(Stored items from a collection)
----------------------------------------
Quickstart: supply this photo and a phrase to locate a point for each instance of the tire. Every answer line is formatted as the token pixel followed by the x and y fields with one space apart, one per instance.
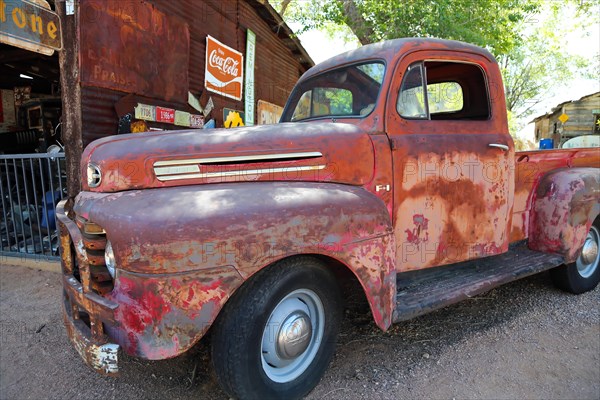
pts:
pixel 584 274
pixel 250 356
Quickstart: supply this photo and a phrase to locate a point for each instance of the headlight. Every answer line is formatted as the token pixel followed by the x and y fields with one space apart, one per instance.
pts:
pixel 94 175
pixel 109 259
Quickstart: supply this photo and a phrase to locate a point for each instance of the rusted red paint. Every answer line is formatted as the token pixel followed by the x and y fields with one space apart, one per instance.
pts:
pixel 163 315
pixel 392 195
pixel 566 203
pixel 343 222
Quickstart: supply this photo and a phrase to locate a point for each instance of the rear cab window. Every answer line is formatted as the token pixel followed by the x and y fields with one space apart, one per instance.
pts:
pixel 444 90
pixel 346 92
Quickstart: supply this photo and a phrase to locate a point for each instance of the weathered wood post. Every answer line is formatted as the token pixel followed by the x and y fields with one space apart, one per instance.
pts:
pixel 71 94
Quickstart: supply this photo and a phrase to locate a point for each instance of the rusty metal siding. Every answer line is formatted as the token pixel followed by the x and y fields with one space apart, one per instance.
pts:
pixel 99 118
pixel 277 68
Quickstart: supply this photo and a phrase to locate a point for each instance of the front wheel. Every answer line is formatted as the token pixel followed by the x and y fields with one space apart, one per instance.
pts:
pixel 276 336
pixel 584 274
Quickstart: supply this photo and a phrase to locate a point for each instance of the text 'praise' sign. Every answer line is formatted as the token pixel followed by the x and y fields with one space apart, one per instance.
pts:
pixel 224 72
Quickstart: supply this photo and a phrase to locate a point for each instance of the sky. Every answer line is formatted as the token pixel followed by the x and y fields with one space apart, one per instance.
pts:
pixel 586 43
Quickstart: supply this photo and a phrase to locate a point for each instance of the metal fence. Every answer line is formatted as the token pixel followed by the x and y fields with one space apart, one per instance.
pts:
pixel 30 187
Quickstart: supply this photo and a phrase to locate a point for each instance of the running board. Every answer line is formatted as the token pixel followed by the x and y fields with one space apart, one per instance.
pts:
pixel 423 291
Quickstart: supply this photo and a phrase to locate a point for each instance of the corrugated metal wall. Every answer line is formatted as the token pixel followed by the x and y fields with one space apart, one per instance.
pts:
pixel 276 68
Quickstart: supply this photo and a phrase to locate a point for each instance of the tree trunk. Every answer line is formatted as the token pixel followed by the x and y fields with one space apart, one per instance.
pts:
pixel 357 23
pixel 68 59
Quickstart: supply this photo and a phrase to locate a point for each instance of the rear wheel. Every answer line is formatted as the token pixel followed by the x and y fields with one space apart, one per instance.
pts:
pixel 276 336
pixel 584 274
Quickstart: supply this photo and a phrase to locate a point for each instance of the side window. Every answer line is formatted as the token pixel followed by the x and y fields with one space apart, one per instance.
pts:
pixel 411 101
pixel 444 97
pixel 303 108
pixel 322 101
pixel 455 91
pixel 331 101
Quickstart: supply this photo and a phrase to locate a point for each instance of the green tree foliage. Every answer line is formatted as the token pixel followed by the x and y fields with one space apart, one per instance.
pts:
pixel 488 23
pixel 542 63
pixel 526 36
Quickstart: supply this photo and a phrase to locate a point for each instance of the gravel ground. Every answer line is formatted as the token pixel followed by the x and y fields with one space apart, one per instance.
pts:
pixel 525 340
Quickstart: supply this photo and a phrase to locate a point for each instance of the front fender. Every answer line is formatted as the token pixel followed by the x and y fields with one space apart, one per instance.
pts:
pixel 566 203
pixel 248 226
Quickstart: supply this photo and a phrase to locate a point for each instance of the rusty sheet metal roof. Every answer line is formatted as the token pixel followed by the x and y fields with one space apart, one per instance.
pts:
pixel 558 107
pixel 389 49
pixel 283 31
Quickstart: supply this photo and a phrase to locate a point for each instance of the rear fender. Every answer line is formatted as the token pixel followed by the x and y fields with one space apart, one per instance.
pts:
pixel 566 203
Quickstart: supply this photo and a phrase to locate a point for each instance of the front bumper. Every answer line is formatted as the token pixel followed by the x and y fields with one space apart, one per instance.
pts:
pixel 84 311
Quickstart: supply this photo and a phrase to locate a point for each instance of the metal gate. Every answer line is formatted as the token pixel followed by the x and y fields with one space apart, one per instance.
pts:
pixel 30 187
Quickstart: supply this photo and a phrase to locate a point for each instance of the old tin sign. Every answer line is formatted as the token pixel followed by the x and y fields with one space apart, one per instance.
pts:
pixel 29 26
pixel 166 115
pixel 268 113
pixel 224 69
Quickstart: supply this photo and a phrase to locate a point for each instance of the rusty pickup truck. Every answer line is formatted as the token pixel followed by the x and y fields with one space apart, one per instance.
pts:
pixel 392 168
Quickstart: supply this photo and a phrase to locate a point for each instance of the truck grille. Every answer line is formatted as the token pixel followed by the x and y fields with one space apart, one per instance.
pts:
pixel 100 280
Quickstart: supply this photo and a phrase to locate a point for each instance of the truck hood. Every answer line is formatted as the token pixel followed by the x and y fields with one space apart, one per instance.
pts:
pixel 319 152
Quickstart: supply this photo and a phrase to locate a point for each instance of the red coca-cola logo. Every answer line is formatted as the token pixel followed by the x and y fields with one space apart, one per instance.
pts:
pixel 227 65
----------------------------------------
■ **Work required**: An exact reprint of the records above is required, with all pictures left out.

■ **Output for this task**:
Quickstart: supply this photo and a phrase to locate a point for each instance of the tire. Every answer line is formatted as the token pixel followed by the x and y fields with one space apart, one per instance.
pts:
pixel 584 274
pixel 250 356
Quickstart: supply this photo and a phrase to locate a point for each instance of the headlight. Every answer line is formatted as the token pixel followed by the x and y fields with one space apart, one per instance.
pts:
pixel 94 175
pixel 109 259
Quickstart: supply this photo and a phrase to locate a point for each instance of the rusted red paint. Every answer line is formatted as the token pixel followed by the x and y fields with one space apart, one per instance.
pts:
pixel 163 315
pixel 392 195
pixel 566 203
pixel 343 222
Quickstart: supply this photo and a phrase to locate a point for each instance of the rear cab window. Every answer line is formatted as the token pixel followed by the x and y fields with one space apart, one per instance.
pts:
pixel 444 90
pixel 346 92
Quickstart: supply this photo and a phrase to locate a point for each instance of the weathered wood post. Every answer line is formatted as the token pixel followed by the x and y fields with one space apart, one per instance.
pts:
pixel 71 94
Quickstart: supply this photo and a phrase to locate a point for each instance of the rusty metal siding. Every answer line is formatted as the token pixel followed by the x and y fields with one space apart, one per instance.
pts:
pixel 99 118
pixel 277 68
Quickstart: supply this photo and a phrase to locate a point for each instance of the front wheel. Every answer line is formatted as the token pixel followed by the x and y fields with one space apart, one per instance.
pts:
pixel 276 336
pixel 584 274
Quickstart: supply this photo and a phrase to locate a point for each instance of the text 'praise' sign. Every answer line is formatted as the token pixel followed by the x and y fields with one space apart, one per instance.
pts:
pixel 224 72
Quickstart: supply this photo and a phrase to locate a point for each instance of the sky. Every answer line is formatted as the token pixel followed by the x and y fields with one space apart, one per instance.
pts:
pixel 586 43
Quickstart: supply this photo and a phrase to locate a point for each instance of the metal fence. Every answer line is formatted as the token pixel followed by the x and y fields with one space apart, one per instance.
pts:
pixel 30 187
Quickstart: supply this photo and a phrase to locate a point for each instance of the running board. Every answer line is formatted as the token pixel followed by the x and y fields with one space apart, one per instance.
pts:
pixel 423 291
Quickstart: supply this photo and a phrase to locate a point for each instance of the corrugated metal wall. Every answer line is formatted as the token pixel followed by the x and y fields with one space apart, one per instance.
pts:
pixel 276 68
Quickstart: supply this photo and a phrase to locate a point for each instance of the tree trunk. Every answer line is formatted as the token pixel followed by the x and y fields with one space apart, one per instance.
pts:
pixel 357 23
pixel 68 59
Quickstart: supply this photo and a phrase to locate a point for each instance of the rear wheel. Every answer line is formatted as the token pixel followed by the x and y fields with one space apart, one per instance.
pts:
pixel 276 336
pixel 584 274
Quickstart: supply this photo and a phrase to locate a point for each instance of the side window. Every answer line is formatted as the token pixel followed by the x and y fields with one space apart, one per instance.
pts:
pixel 411 101
pixel 444 97
pixel 303 108
pixel 322 101
pixel 455 91
pixel 331 101
Quickstart: supply this photo and a phrase to locate a point for each instance of the green tree foliage. Every answer line is formatted as the token pixel followed by the x and y fields with one space apart, one per instance.
pts:
pixel 488 23
pixel 542 63
pixel 526 36
Quickstart: supply this photo and a phrase to locate a point for each instance of the gravel ground. Every answer line is formatted as the token pixel followed by the x and y fields with one space apart, one per instance.
pts:
pixel 525 340
Quickstart: supply this photo and a phrase to locate a point for each instance of the front fender. Every answer line is formatted as the token pixel followed by the x and y fields with one space apart, one per instance.
pts:
pixel 566 203
pixel 248 226
Quickstart: supply this photo and a phrase to locate a point for each instance of the rusty sheet metal roof. Every answer line is formatted as the token pixel followed by the x and y fields with one space apart, one per instance.
pts:
pixel 558 107
pixel 389 49
pixel 283 31
Quickstart: supply this photo and a phrase to locate a point for each instance of the rear fender. Every answer line is formatted as the token pixel followed by the x and y fields with one space apart, one per instance.
pts:
pixel 566 203
Quickstart: supply this photo and a phrase to locate a point for each instance of the front bumper. Every answer line is formatted as the token pixel followed by the x and y fields with one space apart, one per instance.
pts:
pixel 84 311
Quickstart: supply this photo and a phrase to locate a point for each instance of the metal gate. Every answer line is formatted as the token pixel followed by the x and y fields with one space apart, one per instance.
pts:
pixel 30 187
Quickstart: supply this photo and a phrase to locate a point for each instance of the old tin sign. Every answer line is formatted as the token pixel followed by the x and y fields with one space apart, one per instance.
pts:
pixel 29 26
pixel 166 115
pixel 268 113
pixel 224 69
Quickstart: supply this photo and a phrase to locate a point for each instance of the rusty pickup truck. Every answer line is formatted as the token pixel followed by the x and y fields with one space apart, one per instance.
pts:
pixel 392 168
Quickstart: supply this photo and a phrase to locate a point for each instance of the truck grille. Every answer line is formatted as the token pixel followed by the x and y fields with one space apart, one per instance.
pts:
pixel 100 280
Quickstart: supply this photo and a phrase to locate a point for each instance of the truck hood. Every answer line is formatted as the token pixel followed by the x and y fields with one space apart, one per instance.
pts:
pixel 319 152
Quickstart: supply this photo and a phrase to locate a point for each instance of the red coca-cola logo. Every answer line is formatted as the token pixel followed by the x and y fields with one space apart, one per instance.
pts:
pixel 227 65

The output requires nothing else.